Your answer should be the records, copied exactly, with the pictures removed.

[Dataset entries]
BEGIN
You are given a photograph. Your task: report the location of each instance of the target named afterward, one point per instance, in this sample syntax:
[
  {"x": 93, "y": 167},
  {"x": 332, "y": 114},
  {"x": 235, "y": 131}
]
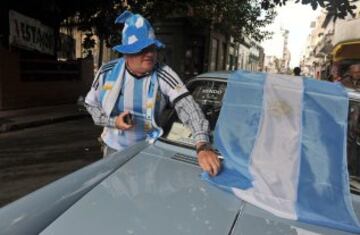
END
# [Answer to this task]
You are given a photograph. Your task: report the location of each instance of the target named afterward, one point per instance, in this sample syntax:
[
  {"x": 93, "y": 167},
  {"x": 332, "y": 114},
  {"x": 235, "y": 131}
]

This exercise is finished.